* start RECORDS FOR THIS EXERCISE *

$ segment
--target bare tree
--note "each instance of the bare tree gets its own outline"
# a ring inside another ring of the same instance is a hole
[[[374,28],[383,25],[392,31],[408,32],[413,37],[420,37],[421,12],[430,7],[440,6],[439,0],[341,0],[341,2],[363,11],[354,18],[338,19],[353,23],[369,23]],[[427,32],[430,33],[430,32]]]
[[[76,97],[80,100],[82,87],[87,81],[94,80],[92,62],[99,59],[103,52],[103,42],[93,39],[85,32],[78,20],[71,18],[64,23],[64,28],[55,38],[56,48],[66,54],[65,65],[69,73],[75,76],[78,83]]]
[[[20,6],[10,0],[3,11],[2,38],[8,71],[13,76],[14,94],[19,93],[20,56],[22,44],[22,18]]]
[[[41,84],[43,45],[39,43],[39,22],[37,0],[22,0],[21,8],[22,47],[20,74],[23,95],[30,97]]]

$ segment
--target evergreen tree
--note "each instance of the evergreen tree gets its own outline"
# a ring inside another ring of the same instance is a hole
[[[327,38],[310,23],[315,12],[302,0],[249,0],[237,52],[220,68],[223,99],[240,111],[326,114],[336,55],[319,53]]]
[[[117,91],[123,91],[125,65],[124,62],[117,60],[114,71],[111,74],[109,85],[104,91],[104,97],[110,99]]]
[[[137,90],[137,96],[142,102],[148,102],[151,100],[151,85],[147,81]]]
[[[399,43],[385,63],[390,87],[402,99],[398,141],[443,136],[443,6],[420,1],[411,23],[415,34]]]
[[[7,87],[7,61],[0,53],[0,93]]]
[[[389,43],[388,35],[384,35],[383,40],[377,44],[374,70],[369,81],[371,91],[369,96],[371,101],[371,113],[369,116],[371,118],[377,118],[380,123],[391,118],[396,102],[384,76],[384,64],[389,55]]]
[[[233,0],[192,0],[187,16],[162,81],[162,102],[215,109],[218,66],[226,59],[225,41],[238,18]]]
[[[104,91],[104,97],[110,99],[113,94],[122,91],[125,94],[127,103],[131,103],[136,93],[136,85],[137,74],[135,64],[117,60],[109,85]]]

* end RECORDS FOR THIS EXERCISE *

--- TASK INSTRUCTIONS ---
How many of the lines above contain the string "target"? Case counts. Reply with the number alone.

--- PROBLEM SOLUTION ---
2